== WHAT YOU NEED TO DO ==
Wherever "range" appears in a line of the listing, report that line.

== SOURCE INFORMATION ==
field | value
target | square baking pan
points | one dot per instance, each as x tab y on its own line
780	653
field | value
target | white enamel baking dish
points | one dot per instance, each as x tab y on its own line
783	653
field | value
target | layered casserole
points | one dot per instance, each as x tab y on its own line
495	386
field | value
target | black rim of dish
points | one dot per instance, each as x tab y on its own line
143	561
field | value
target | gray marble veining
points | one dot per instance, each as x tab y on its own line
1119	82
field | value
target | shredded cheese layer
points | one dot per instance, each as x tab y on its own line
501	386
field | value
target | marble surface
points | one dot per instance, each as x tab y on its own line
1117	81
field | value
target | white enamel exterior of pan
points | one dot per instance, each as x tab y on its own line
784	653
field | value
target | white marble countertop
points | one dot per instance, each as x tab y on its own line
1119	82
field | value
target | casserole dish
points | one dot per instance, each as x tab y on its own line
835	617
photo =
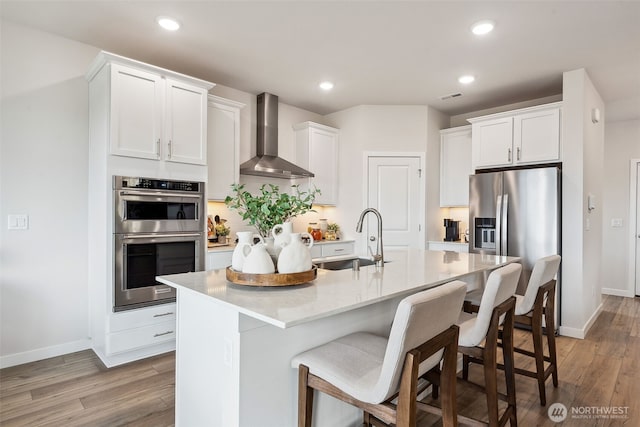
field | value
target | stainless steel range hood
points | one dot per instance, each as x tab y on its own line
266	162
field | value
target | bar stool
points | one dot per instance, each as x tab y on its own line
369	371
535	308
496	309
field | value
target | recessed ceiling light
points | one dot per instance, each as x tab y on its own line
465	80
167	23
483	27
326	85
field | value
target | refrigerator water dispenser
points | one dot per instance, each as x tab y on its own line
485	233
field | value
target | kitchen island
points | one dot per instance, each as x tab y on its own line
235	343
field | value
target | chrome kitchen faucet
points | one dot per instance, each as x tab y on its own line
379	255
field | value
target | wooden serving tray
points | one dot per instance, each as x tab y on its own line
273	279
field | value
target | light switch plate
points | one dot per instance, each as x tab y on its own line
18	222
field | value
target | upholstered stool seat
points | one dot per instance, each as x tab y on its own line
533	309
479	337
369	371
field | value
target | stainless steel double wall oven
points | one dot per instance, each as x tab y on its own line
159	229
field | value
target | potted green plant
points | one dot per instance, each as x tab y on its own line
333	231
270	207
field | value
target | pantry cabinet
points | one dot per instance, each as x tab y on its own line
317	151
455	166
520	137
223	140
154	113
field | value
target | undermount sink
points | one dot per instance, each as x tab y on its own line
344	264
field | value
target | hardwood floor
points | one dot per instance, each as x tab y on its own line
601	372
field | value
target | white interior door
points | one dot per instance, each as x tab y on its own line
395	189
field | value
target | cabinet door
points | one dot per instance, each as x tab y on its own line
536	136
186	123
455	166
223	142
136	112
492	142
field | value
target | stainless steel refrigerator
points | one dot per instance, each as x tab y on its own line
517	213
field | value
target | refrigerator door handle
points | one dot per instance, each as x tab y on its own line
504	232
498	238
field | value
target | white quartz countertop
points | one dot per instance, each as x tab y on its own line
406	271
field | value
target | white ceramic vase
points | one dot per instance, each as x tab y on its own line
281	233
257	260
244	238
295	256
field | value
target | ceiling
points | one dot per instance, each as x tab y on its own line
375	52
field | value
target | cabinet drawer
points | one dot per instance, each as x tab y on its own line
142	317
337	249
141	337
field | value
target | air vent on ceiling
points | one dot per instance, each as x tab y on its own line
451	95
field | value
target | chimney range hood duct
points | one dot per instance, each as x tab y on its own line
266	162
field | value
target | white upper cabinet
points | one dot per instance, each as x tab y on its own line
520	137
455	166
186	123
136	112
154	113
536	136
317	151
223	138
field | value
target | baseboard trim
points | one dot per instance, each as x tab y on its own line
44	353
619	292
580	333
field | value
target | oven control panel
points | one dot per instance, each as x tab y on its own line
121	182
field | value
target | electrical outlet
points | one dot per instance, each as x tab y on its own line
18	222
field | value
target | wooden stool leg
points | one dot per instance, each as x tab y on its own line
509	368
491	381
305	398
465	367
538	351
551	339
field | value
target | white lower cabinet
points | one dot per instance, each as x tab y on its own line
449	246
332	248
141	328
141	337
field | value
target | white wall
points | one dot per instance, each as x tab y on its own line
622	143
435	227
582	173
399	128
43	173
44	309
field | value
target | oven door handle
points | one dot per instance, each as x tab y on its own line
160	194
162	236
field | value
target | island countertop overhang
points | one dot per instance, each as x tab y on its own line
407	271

== RESPONSE AREA ==
target | stainless steel range hood
target | chimney range hood duct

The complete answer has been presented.